[TRECHO SELECIONADO]
▼
Charles Ribeiro Pinheiro
Diariamente, as pessoas leem 'textos literários" que incluem obras de ficção e poesia e compartilham suas impressões e opiniões. Ler e discutir literatura pode ampliar a nossa capacidade de escrever. Essa atividade pode aguçar nossas faculdades reflexivas, permitindo-nos avaliar obras e compreender melhor a razão da literatura ter um efeito tão poderoso em nossas vidas.
Esse poder da literatura ocorre, pois ela se utiliza da palavra para criar mundos imaginários e para expressar ideias, educar os sentimentos, contar histórias. Essa criação ficcional e poética ocorre a partir das palavras escritas, ou da oralidade. Segundo Vincent Jouve, o valor da obra literária reside no seu estatuto de obra de arte, isto é, se esvaziarmos o valor artístico de um texto literário, ele passa a ser um mero objeto de linguagem. Portanto, o valor específico da literatura advém do fato de ser a arte da linguagem (JOUVE, 2012).
Então, ao lermos um texto literário e ocorrer questionamentos, juízos de valor e, organizamos essa reflexão em um discurso organizado, estamos efetuando uma crítica literária.
▲
Rótulos de pontos dos objetos
▼
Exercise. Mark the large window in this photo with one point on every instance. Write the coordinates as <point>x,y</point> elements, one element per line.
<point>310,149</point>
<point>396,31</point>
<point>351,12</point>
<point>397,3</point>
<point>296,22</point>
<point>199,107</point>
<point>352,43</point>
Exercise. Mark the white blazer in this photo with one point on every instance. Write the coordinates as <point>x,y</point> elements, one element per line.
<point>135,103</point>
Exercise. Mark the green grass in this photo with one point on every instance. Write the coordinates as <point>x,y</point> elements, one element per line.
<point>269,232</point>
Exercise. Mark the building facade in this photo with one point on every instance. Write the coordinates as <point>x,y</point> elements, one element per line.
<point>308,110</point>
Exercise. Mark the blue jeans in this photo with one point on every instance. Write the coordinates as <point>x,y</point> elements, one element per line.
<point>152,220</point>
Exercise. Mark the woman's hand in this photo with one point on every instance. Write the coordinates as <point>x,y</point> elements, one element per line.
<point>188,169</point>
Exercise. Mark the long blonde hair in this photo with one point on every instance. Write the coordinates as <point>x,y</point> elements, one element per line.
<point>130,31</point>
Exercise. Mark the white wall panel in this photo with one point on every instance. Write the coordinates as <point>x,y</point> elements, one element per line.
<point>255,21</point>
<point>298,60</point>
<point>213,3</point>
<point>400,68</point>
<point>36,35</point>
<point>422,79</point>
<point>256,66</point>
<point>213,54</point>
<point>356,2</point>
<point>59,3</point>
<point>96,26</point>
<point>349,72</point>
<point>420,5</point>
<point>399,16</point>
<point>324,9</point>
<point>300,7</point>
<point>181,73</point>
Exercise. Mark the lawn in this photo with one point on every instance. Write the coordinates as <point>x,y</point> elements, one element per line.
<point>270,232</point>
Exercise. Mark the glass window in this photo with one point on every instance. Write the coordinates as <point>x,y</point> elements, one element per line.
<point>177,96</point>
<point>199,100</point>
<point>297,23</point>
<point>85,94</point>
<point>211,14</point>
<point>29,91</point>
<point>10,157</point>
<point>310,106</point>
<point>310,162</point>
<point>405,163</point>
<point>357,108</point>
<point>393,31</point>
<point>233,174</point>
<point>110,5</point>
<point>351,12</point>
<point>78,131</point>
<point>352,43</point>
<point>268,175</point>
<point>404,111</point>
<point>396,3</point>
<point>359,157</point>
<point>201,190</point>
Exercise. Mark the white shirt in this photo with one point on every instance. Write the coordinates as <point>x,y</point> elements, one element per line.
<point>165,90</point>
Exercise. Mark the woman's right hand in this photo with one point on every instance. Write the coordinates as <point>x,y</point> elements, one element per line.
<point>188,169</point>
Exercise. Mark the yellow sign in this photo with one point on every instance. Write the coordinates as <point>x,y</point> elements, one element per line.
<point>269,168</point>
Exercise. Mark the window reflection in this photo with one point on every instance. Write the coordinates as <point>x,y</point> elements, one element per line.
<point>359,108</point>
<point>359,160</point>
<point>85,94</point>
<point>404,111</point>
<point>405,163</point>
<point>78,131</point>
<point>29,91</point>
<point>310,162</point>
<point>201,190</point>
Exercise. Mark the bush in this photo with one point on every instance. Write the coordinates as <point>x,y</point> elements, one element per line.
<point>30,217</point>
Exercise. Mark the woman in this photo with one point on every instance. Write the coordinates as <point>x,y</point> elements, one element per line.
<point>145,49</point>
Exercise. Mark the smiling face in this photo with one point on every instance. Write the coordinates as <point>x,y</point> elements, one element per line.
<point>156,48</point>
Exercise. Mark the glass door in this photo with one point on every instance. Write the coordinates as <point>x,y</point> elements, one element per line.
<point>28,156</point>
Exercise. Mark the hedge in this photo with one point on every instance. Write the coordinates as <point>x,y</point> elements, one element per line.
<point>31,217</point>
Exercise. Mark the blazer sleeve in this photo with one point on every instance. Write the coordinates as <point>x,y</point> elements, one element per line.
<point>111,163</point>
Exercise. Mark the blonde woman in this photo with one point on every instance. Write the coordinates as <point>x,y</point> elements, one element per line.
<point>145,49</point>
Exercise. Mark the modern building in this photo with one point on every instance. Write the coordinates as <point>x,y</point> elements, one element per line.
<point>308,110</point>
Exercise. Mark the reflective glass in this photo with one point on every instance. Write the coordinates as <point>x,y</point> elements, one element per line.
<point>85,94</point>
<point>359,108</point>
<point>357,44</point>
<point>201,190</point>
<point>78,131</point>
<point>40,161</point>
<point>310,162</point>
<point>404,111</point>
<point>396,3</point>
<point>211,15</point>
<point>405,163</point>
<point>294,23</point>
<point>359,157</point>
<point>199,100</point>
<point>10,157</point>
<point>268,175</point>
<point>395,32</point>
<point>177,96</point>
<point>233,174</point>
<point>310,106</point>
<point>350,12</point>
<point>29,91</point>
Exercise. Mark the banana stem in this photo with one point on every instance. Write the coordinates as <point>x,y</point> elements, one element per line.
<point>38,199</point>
▲
[INSTRUÇÕES E REQUISITOS]
Diga, por favor, se cada afirmação abaixo está de acordo com o texto sobre literatura e crítica literária. Responda sim ou não e cite entre aspas as palavras do texto que decidem a resposta.
1. Ler e discutir literatura pode ampliar a capacidade de escrever.
2. Para Vincent Jouve, um texto literário sem valor artístico continua sendo uma obra de arte.
3. A criação ficcional e poética ocorre apenas por meio da palavra escrita.
Este material provém de outra fonte.

[RESULTADO DO EXERCÍCIO]
1. Sim: "Ler e discutir literatura pode ampliar a nossa capacidade de escrever."
2. Não: "se esvaziarmos o valor artístico de um texto literário, ele passa a ser um mero objeto de linguagem."
3. Não: "Essa criação ficcional e poética ocorre a partir das palavras escritas, ou da oralidade."